Short exercise: Find every line in the rows below that contains the word "large" and copy each of those lines.

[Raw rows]

'''

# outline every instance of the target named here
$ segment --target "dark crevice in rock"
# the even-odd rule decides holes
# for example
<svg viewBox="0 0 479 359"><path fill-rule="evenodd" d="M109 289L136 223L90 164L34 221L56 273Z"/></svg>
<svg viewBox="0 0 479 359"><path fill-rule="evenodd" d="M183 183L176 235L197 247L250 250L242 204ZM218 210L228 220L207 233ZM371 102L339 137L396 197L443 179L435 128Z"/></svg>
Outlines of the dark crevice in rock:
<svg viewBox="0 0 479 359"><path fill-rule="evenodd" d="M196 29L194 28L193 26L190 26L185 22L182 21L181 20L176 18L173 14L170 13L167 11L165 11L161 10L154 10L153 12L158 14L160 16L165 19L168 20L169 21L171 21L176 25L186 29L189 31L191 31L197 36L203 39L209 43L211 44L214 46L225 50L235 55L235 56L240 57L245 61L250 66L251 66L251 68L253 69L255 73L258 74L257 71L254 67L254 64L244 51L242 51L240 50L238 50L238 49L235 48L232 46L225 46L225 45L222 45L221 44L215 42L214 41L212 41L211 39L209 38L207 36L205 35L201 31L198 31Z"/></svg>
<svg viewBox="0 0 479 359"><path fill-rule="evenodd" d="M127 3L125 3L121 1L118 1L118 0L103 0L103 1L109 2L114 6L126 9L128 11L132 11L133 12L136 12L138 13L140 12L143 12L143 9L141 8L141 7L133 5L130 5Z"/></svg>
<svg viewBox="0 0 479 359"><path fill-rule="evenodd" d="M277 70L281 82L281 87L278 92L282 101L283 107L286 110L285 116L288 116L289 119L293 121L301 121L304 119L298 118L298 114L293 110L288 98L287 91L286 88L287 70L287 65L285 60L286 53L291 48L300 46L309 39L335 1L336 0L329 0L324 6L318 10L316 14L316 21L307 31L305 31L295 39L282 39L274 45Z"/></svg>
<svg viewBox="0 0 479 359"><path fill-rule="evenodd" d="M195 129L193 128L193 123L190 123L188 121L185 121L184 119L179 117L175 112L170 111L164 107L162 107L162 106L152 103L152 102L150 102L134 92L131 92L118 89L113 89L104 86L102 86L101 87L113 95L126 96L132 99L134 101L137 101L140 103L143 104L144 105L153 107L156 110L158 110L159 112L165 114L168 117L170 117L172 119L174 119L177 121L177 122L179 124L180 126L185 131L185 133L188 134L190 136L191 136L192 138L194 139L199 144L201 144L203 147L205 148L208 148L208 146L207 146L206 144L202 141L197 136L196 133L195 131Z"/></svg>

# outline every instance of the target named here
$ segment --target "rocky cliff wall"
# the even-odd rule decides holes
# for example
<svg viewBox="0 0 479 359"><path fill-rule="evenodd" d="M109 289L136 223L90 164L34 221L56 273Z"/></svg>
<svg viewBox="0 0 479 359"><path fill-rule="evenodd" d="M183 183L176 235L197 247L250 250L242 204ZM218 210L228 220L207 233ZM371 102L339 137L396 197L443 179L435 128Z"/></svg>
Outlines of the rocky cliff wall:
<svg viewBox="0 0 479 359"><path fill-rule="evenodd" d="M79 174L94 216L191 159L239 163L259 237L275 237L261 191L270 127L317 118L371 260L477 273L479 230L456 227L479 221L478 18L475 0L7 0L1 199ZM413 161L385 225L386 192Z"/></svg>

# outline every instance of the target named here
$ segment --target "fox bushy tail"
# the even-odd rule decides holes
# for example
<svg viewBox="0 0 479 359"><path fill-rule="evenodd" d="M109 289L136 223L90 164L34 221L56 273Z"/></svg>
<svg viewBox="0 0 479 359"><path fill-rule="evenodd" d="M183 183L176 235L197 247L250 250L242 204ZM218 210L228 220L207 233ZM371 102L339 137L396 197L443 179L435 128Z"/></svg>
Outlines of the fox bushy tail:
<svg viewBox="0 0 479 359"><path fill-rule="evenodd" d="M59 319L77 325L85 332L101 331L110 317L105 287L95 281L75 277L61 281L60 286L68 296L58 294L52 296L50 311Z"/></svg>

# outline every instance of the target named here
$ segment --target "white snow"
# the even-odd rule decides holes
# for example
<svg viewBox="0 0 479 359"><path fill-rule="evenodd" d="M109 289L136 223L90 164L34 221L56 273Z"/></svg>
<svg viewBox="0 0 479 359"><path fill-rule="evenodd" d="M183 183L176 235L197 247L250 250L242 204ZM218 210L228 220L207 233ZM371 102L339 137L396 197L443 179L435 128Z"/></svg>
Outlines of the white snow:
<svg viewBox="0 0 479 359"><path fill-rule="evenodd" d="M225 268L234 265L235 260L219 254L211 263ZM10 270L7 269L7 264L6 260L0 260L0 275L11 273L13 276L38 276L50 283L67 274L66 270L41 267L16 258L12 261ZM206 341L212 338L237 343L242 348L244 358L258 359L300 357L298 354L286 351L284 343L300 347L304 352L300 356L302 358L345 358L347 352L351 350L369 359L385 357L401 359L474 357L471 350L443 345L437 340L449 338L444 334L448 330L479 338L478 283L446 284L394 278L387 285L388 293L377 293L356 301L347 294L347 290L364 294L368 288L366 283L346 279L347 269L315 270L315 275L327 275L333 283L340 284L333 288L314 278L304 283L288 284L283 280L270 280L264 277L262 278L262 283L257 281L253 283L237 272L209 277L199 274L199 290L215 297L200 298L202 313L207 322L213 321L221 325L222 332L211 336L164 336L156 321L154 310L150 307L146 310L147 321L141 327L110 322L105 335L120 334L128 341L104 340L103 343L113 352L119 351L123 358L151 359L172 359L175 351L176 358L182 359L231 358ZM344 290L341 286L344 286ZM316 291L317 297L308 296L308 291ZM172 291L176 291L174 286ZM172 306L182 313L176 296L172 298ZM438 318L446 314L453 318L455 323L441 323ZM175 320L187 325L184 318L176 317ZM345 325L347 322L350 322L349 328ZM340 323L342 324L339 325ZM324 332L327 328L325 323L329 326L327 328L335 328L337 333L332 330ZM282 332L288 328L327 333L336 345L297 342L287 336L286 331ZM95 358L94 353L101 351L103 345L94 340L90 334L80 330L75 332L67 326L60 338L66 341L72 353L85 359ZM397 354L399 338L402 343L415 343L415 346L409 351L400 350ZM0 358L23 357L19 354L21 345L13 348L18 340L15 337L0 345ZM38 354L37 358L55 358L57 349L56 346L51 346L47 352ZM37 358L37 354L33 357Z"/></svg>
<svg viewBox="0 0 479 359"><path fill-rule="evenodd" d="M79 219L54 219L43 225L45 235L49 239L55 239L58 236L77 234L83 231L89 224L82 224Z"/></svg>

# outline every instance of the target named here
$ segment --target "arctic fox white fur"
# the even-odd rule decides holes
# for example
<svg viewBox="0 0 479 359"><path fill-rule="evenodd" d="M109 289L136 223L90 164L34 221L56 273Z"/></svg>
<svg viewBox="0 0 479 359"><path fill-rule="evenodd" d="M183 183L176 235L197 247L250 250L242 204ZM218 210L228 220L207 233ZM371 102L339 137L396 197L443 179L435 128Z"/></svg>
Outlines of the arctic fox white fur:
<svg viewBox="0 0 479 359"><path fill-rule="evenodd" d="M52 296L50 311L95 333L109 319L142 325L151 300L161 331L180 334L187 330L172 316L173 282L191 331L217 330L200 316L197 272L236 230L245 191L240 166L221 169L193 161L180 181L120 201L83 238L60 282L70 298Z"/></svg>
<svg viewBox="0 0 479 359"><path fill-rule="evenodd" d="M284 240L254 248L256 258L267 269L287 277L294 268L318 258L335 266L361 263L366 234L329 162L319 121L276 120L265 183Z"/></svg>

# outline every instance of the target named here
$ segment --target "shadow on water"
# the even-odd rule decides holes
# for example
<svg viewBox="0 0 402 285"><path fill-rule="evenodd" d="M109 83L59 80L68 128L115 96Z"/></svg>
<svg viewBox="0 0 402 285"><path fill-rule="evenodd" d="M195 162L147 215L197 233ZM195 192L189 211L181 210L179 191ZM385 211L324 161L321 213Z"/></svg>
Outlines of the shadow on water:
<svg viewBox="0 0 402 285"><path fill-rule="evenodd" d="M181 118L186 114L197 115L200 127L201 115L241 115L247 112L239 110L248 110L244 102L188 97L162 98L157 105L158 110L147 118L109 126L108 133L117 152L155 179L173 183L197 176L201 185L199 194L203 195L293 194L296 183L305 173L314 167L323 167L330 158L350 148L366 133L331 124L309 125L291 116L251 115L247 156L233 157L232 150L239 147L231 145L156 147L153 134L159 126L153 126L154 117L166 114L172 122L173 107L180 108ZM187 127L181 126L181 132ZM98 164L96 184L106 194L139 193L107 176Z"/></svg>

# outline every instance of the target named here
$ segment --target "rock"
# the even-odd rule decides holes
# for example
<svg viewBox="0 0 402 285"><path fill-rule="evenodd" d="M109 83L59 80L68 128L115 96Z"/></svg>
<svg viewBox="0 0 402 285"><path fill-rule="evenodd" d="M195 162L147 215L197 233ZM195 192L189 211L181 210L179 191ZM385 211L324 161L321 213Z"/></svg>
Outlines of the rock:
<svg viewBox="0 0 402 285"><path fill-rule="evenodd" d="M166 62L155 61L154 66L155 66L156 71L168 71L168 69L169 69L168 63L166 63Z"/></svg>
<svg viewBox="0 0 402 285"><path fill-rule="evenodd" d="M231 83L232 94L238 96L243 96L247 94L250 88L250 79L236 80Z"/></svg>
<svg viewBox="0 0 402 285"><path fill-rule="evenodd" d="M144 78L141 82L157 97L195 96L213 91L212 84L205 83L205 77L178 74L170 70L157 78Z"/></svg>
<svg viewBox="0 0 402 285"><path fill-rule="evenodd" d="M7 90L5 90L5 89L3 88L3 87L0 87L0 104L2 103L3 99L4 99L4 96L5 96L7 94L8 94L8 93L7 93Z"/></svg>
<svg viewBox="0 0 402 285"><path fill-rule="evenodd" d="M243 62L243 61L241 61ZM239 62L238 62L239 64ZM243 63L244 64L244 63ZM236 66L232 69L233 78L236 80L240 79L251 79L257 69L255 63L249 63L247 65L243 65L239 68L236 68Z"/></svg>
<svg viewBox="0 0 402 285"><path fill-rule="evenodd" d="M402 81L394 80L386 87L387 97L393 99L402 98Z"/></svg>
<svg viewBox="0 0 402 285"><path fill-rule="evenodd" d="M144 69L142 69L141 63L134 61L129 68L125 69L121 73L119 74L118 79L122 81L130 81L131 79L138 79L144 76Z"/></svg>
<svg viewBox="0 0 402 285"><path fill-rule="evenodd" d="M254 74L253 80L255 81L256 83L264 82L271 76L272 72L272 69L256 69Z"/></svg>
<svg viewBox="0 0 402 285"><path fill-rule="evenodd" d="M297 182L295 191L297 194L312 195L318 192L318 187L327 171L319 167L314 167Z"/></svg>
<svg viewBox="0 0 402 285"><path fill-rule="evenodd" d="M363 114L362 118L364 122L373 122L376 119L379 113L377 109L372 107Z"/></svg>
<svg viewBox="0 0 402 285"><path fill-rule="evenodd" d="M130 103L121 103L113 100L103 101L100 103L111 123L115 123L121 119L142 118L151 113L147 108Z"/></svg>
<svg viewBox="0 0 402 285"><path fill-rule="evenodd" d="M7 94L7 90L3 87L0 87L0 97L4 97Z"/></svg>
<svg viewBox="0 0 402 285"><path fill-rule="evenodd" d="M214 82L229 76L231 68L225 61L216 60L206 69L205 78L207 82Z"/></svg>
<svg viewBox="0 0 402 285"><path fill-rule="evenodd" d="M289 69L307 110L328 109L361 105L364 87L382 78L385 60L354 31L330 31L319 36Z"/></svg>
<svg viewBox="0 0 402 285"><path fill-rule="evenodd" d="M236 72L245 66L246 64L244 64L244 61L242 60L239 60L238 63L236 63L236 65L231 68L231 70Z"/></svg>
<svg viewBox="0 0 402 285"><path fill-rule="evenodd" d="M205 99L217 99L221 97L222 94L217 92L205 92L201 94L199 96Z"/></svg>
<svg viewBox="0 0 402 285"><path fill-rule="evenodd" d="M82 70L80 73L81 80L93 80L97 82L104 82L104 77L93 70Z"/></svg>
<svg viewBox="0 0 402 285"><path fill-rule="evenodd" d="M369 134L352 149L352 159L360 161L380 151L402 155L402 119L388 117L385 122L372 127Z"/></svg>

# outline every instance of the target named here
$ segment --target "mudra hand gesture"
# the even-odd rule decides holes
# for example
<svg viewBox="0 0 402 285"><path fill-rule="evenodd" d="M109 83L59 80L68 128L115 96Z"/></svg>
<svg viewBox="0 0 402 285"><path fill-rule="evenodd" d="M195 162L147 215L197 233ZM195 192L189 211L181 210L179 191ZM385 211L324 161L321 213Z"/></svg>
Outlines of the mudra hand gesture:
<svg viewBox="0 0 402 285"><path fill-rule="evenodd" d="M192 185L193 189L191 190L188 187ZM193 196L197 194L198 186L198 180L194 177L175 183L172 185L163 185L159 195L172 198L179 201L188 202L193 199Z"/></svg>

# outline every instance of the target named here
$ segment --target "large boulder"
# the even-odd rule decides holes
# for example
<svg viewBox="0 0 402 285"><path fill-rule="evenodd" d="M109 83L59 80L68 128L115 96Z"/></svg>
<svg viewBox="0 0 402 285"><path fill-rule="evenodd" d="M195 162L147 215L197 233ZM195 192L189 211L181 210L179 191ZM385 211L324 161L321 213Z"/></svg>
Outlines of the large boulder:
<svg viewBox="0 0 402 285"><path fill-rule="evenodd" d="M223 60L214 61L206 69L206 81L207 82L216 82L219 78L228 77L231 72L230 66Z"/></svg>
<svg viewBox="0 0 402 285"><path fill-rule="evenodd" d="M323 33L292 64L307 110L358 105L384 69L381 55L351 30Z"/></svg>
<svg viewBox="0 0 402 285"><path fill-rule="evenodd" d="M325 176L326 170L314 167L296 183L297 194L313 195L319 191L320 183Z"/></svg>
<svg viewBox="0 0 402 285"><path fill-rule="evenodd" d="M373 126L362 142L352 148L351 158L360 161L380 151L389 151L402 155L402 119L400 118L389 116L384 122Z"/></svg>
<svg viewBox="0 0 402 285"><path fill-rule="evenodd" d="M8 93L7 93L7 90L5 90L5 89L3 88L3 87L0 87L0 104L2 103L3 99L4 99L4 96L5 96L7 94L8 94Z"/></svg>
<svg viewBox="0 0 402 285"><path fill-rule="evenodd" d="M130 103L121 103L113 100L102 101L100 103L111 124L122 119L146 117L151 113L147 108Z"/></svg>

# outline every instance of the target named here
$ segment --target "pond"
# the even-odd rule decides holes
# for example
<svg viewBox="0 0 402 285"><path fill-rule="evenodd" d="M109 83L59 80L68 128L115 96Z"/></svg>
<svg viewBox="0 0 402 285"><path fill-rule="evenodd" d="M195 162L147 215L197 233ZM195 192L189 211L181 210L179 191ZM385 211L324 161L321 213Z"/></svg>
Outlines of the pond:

'''

Task output:
$ segment --target "large boulder"
Outlines of the large boulder:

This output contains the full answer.